Please render the entries below as a Markdown table with the columns Row and Line, putting a row number in the first and one line of text in the second. Skip blank lines, and leave the pictures out of the table.

===== Dataset records

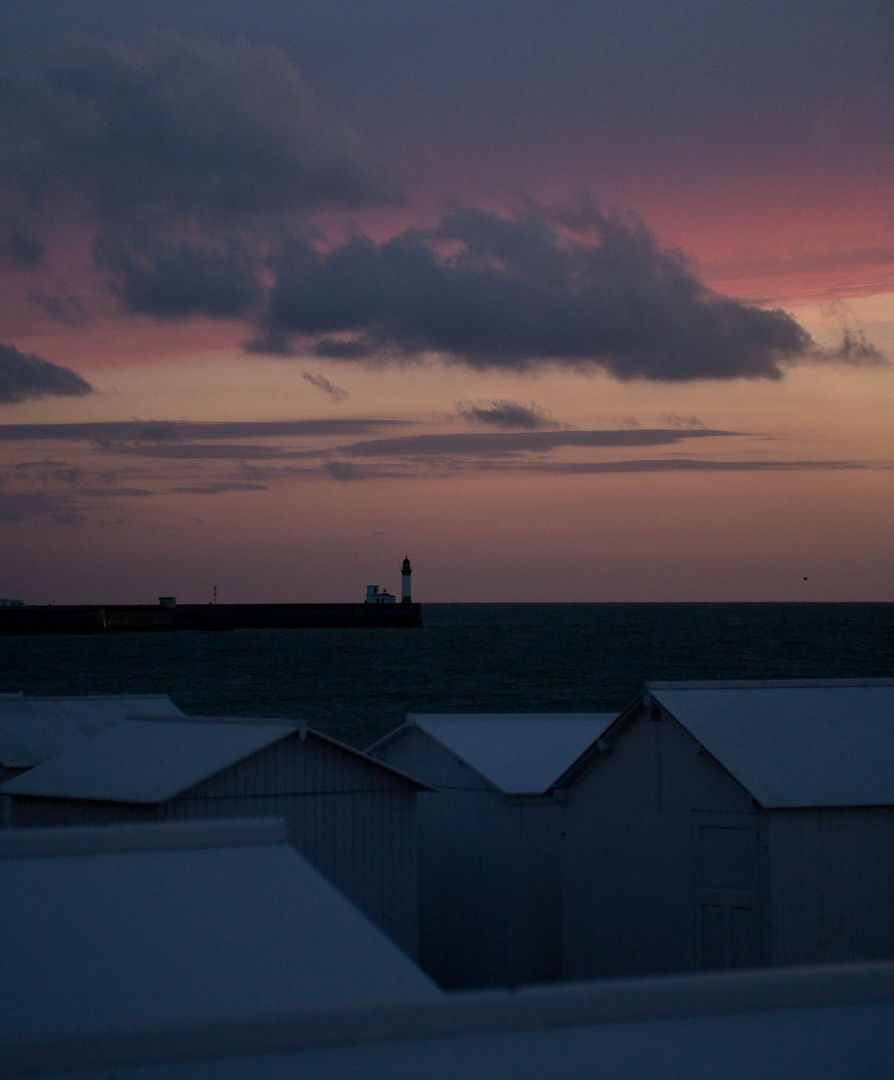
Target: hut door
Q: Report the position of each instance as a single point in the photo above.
(728, 916)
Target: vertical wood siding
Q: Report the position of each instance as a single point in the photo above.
(354, 822)
(489, 899)
(636, 898)
(831, 874)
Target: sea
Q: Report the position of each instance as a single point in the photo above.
(356, 685)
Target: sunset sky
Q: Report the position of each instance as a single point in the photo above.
(579, 301)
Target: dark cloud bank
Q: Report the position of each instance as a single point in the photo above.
(24, 376)
(580, 291)
(200, 165)
(505, 414)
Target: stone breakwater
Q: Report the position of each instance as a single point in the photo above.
(141, 618)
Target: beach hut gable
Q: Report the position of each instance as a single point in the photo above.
(731, 825)
(144, 761)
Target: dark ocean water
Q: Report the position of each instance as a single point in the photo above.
(357, 684)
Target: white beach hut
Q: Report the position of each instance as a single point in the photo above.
(178, 926)
(732, 824)
(36, 729)
(490, 838)
(353, 818)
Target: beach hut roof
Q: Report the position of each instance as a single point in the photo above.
(179, 922)
(36, 729)
(146, 760)
(518, 753)
(794, 743)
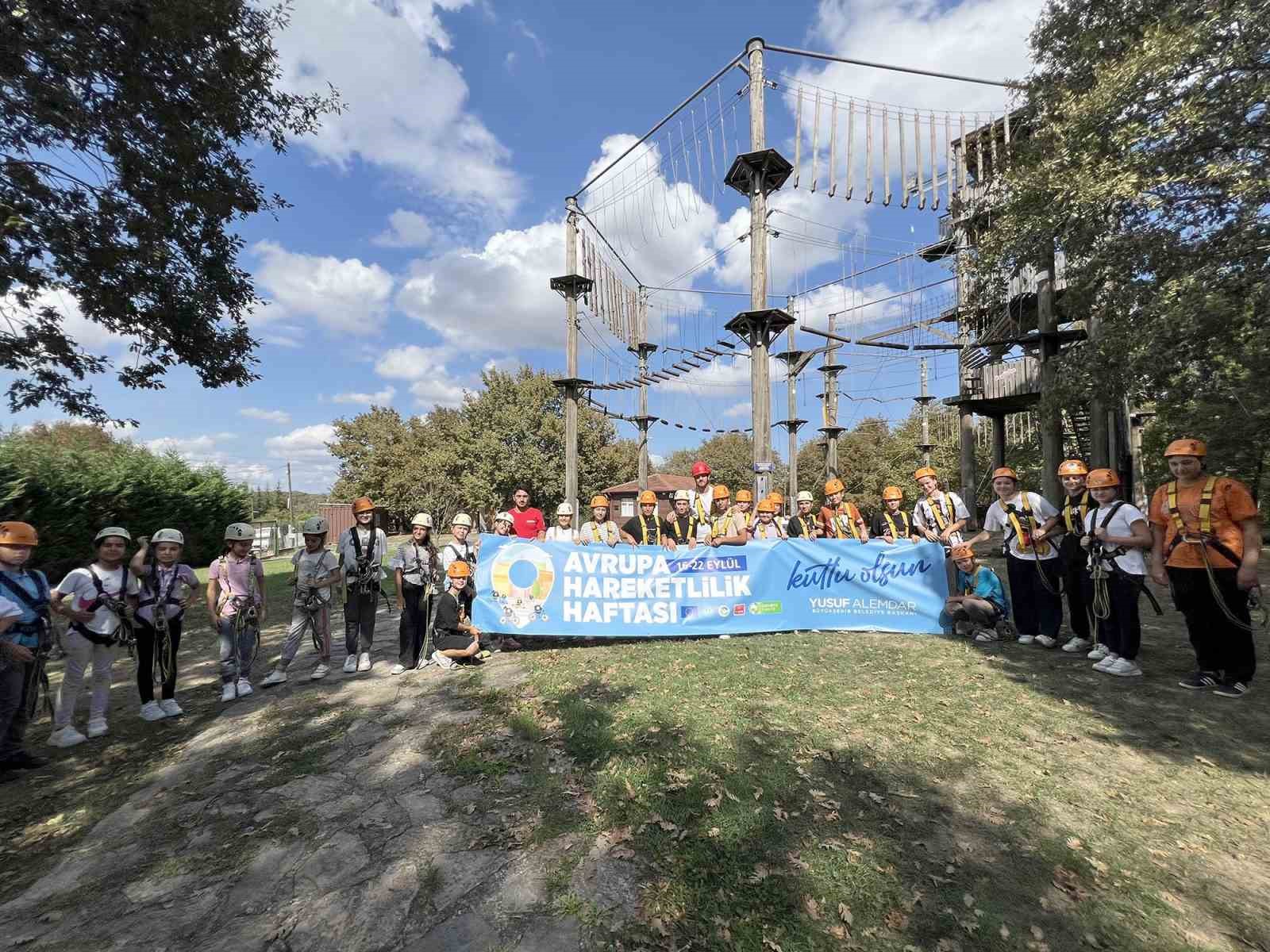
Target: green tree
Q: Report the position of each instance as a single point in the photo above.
(1146, 162)
(124, 175)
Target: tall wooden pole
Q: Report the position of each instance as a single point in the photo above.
(571, 357)
(760, 380)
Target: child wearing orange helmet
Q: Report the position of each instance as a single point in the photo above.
(1114, 535)
(1206, 543)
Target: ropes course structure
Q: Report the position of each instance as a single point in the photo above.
(649, 203)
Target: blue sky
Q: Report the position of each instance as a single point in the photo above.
(429, 217)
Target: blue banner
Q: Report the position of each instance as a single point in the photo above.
(559, 589)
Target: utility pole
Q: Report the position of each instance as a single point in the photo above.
(641, 349)
(291, 499)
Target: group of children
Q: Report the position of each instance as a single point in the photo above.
(1204, 537)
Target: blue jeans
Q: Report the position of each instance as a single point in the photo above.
(237, 659)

==========

Complete answer »
| Row | Line |
|---|---|
| 1 | Target: hut door |
| 2 | Q: Report the position of each instance as a single point in the photo above. |
| 3 | (728, 916) |
| 4 | Target: vertical wood siding |
| 5 | Q: Report the position of each instance as a single point in the photo above. |
| 6 | (354, 822) |
| 7 | (489, 899) |
| 8 | (636, 898) |
| 9 | (831, 874) |
| 10 | Target: sea |
| 11 | Q: Report the position of each instance as a single point in the photo above. |
| 12 | (356, 685) |
| 13 | Target: sunset sky |
| 14 | Q: Report the position of each instance as a single point in the photo above. |
| 15 | (579, 301) |
| 16 | Target: dark cloud bank |
| 17 | Q: Report the position of each instance as a single point in the photo above. |
| 18 | (24, 376) |
| 19 | (580, 291) |
| 20 | (200, 165) |
| 21 | (505, 414) |
| 22 | Target: stone breakwater |
| 23 | Q: Report the position of each instance as a single point in the photo above. |
| 24 | (141, 618) |
| 25 | Target: beach hut gable |
| 26 | Q: Report the position of each instance as a single point in the photo above. |
| 27 | (731, 825) |
| 28 | (144, 761) |
| 29 | Target: dark ocean water |
| 30 | Q: Report the position of each instance as a single point in the photo above. |
| 31 | (357, 684) |
| 32 | Target: white beach hut |
| 33 | Q: Report the position of each instance as a single point in the photo above. |
| 34 | (178, 926) |
| 35 | (732, 824) |
| 36 | (36, 729) |
| 37 | (490, 838) |
| 38 | (353, 818) |
| 39 | Target: beach hut roof |
| 40 | Q: Report the position of each instance as a single point in the photo above. |
| 41 | (179, 922) |
| 42 | (36, 729) |
| 43 | (146, 760) |
| 44 | (518, 753) |
| 45 | (794, 743) |
| 46 | Target: green tree |
| 47 | Q: Report the position of each instance as a single point in the photo above. |
| 48 | (1146, 162) |
| 49 | (124, 175) |
| 50 | Target: tall wooden pole |
| 51 | Q: Report the position of each instance as a single point in the photo above. |
| 52 | (571, 357) |
| 53 | (760, 380) |
| 54 | Target: child wearing orange helmet |
| 55 | Q: Report the position of each instance as a single point in the photo above. |
| 56 | (1114, 535) |
| 57 | (1206, 543) |
| 58 | Target: ropes course structure |
| 59 | Q: Report the position of each instance as a single point in the photo above. |
| 60 | (649, 203) |
| 61 | Target: blue sky |
| 62 | Q: Report the position of each instance as a single point in the photo above. |
| 63 | (429, 217) |
| 64 | Target: blue banner |
| 65 | Q: Report the position of each instance as a single point in the photo above. |
| 66 | (559, 589) |
| 67 | Target: utility pole |
| 68 | Q: Report the position of each instance as a single point in the photo above. |
| 69 | (641, 349) |
| 70 | (291, 499) |
| 71 | Target: group of children |
| 72 | Q: Report the position of each instance as a single point in the photo above. |
| 73 | (1204, 537) |
| 74 | Target: blue jeans |
| 75 | Q: Report the position of each instance as a single point in the photo above. |
| 76 | (237, 659) |